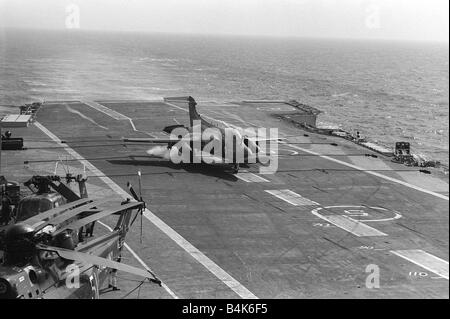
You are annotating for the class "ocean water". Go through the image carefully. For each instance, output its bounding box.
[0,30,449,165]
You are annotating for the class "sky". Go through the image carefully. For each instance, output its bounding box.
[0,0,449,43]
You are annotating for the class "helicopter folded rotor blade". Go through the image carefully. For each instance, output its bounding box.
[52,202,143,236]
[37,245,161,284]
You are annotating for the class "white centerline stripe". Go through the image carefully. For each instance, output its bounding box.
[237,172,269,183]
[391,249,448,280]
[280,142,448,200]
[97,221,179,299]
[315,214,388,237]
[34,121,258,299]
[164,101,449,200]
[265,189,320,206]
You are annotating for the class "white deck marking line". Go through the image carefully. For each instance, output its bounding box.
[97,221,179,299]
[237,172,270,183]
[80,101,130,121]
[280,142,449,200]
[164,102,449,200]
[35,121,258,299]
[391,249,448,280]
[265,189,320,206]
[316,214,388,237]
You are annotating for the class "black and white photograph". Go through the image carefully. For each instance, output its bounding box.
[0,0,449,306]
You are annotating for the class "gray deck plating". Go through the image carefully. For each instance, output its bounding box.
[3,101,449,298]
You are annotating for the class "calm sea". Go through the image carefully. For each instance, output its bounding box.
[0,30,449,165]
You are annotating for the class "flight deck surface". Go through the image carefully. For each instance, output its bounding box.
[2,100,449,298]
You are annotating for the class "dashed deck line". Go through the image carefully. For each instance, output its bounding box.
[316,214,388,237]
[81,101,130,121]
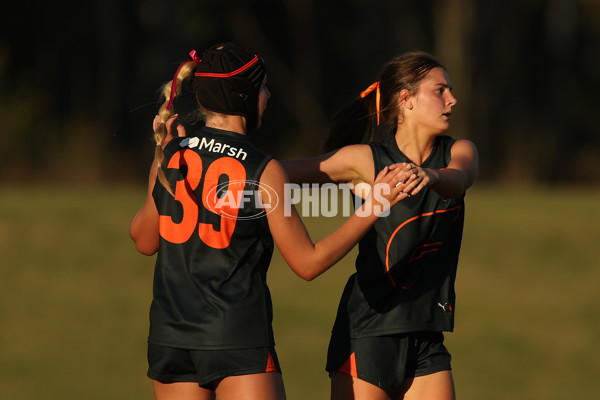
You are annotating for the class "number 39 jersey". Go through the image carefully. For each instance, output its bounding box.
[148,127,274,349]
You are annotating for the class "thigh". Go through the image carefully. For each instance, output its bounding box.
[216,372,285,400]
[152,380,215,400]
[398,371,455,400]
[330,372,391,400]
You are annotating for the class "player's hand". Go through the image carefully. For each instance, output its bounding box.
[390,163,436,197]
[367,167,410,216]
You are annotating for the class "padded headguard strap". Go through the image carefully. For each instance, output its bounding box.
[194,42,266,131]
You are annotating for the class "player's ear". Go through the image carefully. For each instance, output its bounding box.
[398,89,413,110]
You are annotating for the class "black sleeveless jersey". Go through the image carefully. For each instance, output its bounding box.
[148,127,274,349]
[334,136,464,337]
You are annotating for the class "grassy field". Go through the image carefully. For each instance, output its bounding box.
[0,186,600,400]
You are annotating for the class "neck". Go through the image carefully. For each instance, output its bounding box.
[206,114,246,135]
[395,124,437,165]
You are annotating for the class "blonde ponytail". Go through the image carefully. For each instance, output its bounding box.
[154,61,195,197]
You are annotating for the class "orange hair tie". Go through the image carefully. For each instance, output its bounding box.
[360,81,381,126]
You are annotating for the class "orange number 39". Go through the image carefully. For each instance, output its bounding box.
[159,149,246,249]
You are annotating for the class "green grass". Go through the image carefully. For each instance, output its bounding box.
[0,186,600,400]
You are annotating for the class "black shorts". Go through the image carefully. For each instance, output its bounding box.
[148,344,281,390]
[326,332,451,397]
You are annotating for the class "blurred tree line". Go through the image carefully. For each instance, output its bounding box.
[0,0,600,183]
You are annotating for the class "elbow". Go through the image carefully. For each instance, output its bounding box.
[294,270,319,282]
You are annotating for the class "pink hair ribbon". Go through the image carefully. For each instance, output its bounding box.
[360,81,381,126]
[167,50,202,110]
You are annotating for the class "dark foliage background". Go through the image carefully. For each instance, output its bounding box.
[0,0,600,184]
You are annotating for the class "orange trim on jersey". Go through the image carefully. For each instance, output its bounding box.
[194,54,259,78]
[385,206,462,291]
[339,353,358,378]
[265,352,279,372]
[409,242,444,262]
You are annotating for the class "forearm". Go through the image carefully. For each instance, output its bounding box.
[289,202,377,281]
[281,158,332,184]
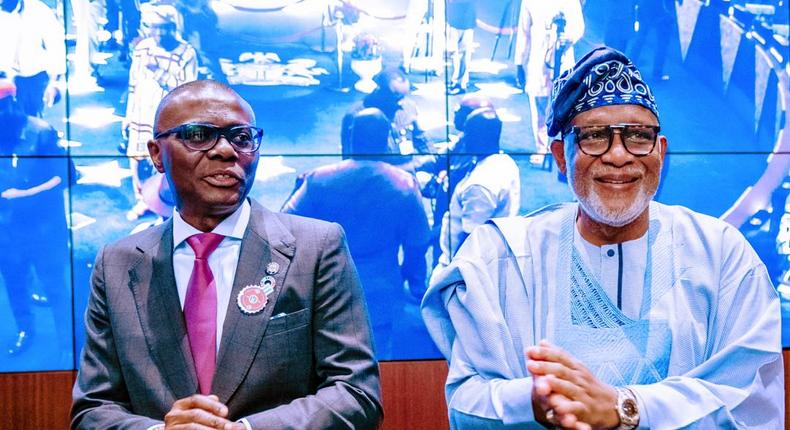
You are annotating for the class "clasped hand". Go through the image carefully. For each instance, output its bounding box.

---

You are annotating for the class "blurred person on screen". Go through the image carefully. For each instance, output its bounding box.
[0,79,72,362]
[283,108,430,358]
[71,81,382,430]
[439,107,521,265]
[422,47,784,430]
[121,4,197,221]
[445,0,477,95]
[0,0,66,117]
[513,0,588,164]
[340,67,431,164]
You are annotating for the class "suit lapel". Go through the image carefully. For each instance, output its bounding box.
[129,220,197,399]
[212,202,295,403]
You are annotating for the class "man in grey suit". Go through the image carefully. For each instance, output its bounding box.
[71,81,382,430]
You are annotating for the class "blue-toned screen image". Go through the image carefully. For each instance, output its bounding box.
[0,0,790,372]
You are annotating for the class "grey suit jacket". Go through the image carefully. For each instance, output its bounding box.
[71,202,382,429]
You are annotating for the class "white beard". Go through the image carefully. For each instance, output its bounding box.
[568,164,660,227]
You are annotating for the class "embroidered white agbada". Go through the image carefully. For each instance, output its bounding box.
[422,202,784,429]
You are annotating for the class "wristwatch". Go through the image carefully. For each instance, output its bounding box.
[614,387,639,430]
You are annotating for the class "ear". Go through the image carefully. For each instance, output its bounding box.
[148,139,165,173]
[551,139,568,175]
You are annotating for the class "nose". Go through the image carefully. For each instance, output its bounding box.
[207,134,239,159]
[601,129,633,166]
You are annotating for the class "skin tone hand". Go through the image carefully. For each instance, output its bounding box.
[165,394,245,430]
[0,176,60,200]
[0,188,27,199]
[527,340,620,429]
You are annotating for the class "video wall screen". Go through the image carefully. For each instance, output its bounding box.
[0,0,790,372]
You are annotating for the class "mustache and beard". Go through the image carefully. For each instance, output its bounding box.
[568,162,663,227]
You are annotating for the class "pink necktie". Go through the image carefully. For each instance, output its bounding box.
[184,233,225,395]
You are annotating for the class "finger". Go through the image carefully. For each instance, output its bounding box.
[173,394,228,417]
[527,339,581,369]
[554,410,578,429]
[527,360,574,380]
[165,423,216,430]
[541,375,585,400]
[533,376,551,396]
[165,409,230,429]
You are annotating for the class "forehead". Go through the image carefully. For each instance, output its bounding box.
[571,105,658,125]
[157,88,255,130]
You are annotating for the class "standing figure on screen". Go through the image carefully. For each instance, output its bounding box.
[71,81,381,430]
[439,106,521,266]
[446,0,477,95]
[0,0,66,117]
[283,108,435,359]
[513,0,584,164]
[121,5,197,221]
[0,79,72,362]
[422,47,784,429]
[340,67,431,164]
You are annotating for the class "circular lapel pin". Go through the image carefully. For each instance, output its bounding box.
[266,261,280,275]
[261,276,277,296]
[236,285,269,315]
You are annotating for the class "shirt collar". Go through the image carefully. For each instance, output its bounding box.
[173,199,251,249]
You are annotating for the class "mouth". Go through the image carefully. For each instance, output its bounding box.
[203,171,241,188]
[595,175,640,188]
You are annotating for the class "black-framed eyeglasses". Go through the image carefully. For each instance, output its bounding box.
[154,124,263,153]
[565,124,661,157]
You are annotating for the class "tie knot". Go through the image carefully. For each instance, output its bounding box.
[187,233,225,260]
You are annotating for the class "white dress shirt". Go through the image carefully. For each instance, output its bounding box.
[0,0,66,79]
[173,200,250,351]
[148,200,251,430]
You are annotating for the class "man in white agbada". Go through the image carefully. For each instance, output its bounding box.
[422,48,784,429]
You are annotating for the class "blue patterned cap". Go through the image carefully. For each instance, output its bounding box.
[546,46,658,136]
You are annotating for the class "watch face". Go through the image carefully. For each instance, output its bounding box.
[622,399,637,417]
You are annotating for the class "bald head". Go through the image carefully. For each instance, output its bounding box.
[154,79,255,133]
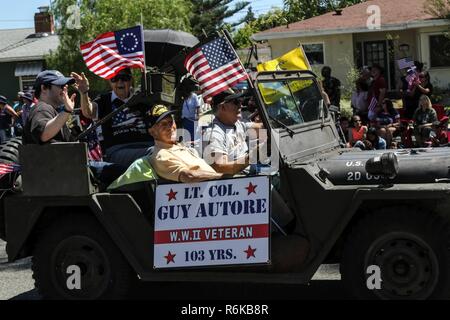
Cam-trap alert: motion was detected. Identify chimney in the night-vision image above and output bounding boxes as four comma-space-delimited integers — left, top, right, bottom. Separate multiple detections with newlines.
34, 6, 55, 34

> [Instructions to follow] Pick out each line in the records above that contains the string "player", and copy those lines in full.

> [Answer]
You are annotating for the class "player's hand". Go through the image carefully. For each instance, output its bounding box.
You are annotating for the class "player's ear". Go through the image carefully. For each instance, output its bounding box.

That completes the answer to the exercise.